(Stored data entries)
___
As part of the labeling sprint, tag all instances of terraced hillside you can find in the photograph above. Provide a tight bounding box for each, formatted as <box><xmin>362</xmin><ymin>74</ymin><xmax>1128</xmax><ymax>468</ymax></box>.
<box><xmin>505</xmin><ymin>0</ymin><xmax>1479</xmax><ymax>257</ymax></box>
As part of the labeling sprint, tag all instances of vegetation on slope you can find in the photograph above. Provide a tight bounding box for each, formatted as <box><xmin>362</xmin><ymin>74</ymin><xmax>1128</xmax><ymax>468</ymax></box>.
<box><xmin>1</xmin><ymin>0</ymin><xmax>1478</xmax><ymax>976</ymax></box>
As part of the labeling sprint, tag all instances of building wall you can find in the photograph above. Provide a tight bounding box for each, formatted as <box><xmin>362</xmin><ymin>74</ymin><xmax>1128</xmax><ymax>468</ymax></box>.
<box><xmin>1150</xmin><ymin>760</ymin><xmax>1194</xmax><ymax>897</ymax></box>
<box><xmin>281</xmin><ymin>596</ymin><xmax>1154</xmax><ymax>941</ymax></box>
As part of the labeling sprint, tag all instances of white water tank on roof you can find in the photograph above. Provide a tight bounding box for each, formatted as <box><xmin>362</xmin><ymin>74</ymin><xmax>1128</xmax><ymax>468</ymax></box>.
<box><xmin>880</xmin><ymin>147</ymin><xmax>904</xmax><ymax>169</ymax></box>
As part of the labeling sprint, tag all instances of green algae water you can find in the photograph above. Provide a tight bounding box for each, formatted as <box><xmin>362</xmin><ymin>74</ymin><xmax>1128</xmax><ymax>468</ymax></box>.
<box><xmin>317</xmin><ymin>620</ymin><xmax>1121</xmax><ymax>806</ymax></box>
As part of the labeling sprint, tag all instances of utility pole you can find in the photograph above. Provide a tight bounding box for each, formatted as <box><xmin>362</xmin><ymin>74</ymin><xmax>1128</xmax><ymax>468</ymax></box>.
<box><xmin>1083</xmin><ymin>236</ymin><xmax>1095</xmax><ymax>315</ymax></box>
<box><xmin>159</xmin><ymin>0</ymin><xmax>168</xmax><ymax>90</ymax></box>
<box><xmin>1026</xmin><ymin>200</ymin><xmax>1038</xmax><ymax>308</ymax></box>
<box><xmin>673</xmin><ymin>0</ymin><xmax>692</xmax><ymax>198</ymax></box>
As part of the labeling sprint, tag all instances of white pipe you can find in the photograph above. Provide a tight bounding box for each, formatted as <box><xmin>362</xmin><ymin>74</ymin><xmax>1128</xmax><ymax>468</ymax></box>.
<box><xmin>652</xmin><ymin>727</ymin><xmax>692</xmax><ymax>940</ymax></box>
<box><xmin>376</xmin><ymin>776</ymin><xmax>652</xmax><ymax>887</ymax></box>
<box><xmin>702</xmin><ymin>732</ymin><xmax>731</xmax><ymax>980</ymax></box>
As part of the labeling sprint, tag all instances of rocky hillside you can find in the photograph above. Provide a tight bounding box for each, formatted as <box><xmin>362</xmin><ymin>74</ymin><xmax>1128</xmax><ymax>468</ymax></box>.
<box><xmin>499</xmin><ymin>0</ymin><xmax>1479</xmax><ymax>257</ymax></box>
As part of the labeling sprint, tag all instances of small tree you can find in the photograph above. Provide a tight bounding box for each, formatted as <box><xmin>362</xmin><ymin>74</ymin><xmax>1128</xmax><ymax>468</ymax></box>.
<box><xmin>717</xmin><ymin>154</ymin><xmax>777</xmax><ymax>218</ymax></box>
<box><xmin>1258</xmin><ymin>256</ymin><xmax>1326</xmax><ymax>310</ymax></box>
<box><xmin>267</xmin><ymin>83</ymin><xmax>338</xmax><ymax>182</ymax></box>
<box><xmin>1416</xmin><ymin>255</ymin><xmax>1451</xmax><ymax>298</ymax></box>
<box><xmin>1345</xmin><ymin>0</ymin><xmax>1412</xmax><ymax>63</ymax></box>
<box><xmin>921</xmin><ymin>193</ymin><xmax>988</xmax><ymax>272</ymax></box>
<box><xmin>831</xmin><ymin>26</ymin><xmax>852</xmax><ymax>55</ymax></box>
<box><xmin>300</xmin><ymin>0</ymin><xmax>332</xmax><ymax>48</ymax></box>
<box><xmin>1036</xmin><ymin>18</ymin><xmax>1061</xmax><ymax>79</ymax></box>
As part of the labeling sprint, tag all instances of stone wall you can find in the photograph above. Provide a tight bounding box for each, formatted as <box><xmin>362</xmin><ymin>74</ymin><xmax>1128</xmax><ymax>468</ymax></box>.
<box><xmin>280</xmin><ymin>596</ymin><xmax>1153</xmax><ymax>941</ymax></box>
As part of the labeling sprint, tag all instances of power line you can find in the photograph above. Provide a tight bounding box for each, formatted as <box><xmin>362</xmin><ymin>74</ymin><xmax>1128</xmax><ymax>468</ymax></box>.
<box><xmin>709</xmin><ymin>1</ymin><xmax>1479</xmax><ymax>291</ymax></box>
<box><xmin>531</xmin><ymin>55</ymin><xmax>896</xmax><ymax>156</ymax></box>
___
* **REQUIRED ACTION**
Give back the data above exactly as it appears.

* **OUTPUT**
As part of the labeling sprint, tag all instances of terraced hillside you can find in the photograph above. Provide a tight bounding box for each, formatted as <box><xmin>362</xmin><ymin>74</ymin><xmax>1128</xmax><ymax>468</ymax></box>.
<box><xmin>505</xmin><ymin>0</ymin><xmax>1479</xmax><ymax>257</ymax></box>
As part of the labeling sprint, tag all instances of vegetation on slope you can find in the photograph above. Provide a tight bounding box for each, formatted as <box><xmin>362</xmin><ymin>74</ymin><xmax>1128</xmax><ymax>468</ymax></box>.
<box><xmin>1</xmin><ymin>0</ymin><xmax>1478</xmax><ymax>976</ymax></box>
As part of the labeling sprint, tag all instances of building wall you can find in the photograph above. Provide a tight bounding box for each, formatted as <box><xmin>362</xmin><ymin>74</ymin><xmax>1128</xmax><ymax>468</ymax></box>.
<box><xmin>1150</xmin><ymin>760</ymin><xmax>1194</xmax><ymax>897</ymax></box>
<box><xmin>281</xmin><ymin>596</ymin><xmax>1154</xmax><ymax>941</ymax></box>
As part of the labeling sprint, tag all instances of white water tank on roof you can find in the photograph above. Provide a tight bounding box for each, formatted as <box><xmin>362</xmin><ymin>74</ymin><xmax>1128</xmax><ymax>468</ymax></box>.
<box><xmin>880</xmin><ymin>147</ymin><xmax>904</xmax><ymax>169</ymax></box>
As part of the labeling sprint, tag all instances of green algae water you can find in the photograph above. Provide a tight bounding box for each, formatted as <box><xmin>362</xmin><ymin>74</ymin><xmax>1128</xmax><ymax>468</ymax></box>.
<box><xmin>317</xmin><ymin>620</ymin><xmax>1121</xmax><ymax>806</ymax></box>
As part of the labeling sprint, tag all instances of utility pole you can find in the photograph above. Provide a tight bounding box for each, formatted as <box><xmin>362</xmin><ymin>74</ymin><xmax>1128</xmax><ymax>468</ymax></box>.
<box><xmin>1083</xmin><ymin>236</ymin><xmax>1095</xmax><ymax>315</ymax></box>
<box><xmin>159</xmin><ymin>0</ymin><xmax>168</xmax><ymax>90</ymax></box>
<box><xmin>1026</xmin><ymin>200</ymin><xmax>1038</xmax><ymax>308</ymax></box>
<box><xmin>673</xmin><ymin>0</ymin><xmax>692</xmax><ymax>198</ymax></box>
As part of the labeling sprint, tag all instances of white pipe you can find in the photograph above. Provide a tight bounding box for each, formatted as <box><xmin>362</xmin><ymin>74</ymin><xmax>1128</xmax><ymax>468</ymax></box>.
<box><xmin>652</xmin><ymin>727</ymin><xmax>692</xmax><ymax>940</ymax></box>
<box><xmin>376</xmin><ymin>776</ymin><xmax>652</xmax><ymax>887</ymax></box>
<box><xmin>702</xmin><ymin>732</ymin><xmax>731</xmax><ymax>980</ymax></box>
As part of the labeling sprint, tag all instances of rocky hillside you can find in the photograph above. Provide a tight bounding box for each, formatted as <box><xmin>362</xmin><ymin>74</ymin><xmax>1128</xmax><ymax>468</ymax></box>.
<box><xmin>499</xmin><ymin>0</ymin><xmax>1479</xmax><ymax>257</ymax></box>
As part of the labeling sprint, tag all instances of small tree you can find in the photograph above. Provide a tight bounding box for each, formatted as <box><xmin>362</xmin><ymin>74</ymin><xmax>1128</xmax><ymax>468</ymax></box>.
<box><xmin>717</xmin><ymin>154</ymin><xmax>777</xmax><ymax>218</ymax></box>
<box><xmin>1258</xmin><ymin>256</ymin><xmax>1326</xmax><ymax>310</ymax></box>
<box><xmin>267</xmin><ymin>83</ymin><xmax>338</xmax><ymax>182</ymax></box>
<box><xmin>1416</xmin><ymin>255</ymin><xmax>1451</xmax><ymax>298</ymax></box>
<box><xmin>1345</xmin><ymin>0</ymin><xmax>1412</xmax><ymax>63</ymax></box>
<box><xmin>921</xmin><ymin>193</ymin><xmax>988</xmax><ymax>272</ymax></box>
<box><xmin>831</xmin><ymin>26</ymin><xmax>852</xmax><ymax>55</ymax></box>
<box><xmin>300</xmin><ymin>0</ymin><xmax>332</xmax><ymax>48</ymax></box>
<box><xmin>1036</xmin><ymin>18</ymin><xmax>1061</xmax><ymax>79</ymax></box>
As part of the labeling sprint, tag all instances of stone wall you can find in the photograph above. Provide a tight bounding box for each, formatted as <box><xmin>362</xmin><ymin>74</ymin><xmax>1128</xmax><ymax>468</ymax></box>.
<box><xmin>280</xmin><ymin>596</ymin><xmax>1153</xmax><ymax>941</ymax></box>
As part of the labeling sprint, tag all instances of power line you can find in the photograph above. Provide a tight bounding box for each, formatted as <box><xmin>362</xmin><ymin>74</ymin><xmax>1128</xmax><ymax>468</ymax></box>.
<box><xmin>709</xmin><ymin>1</ymin><xmax>1479</xmax><ymax>291</ymax></box>
<box><xmin>531</xmin><ymin>55</ymin><xmax>896</xmax><ymax>156</ymax></box>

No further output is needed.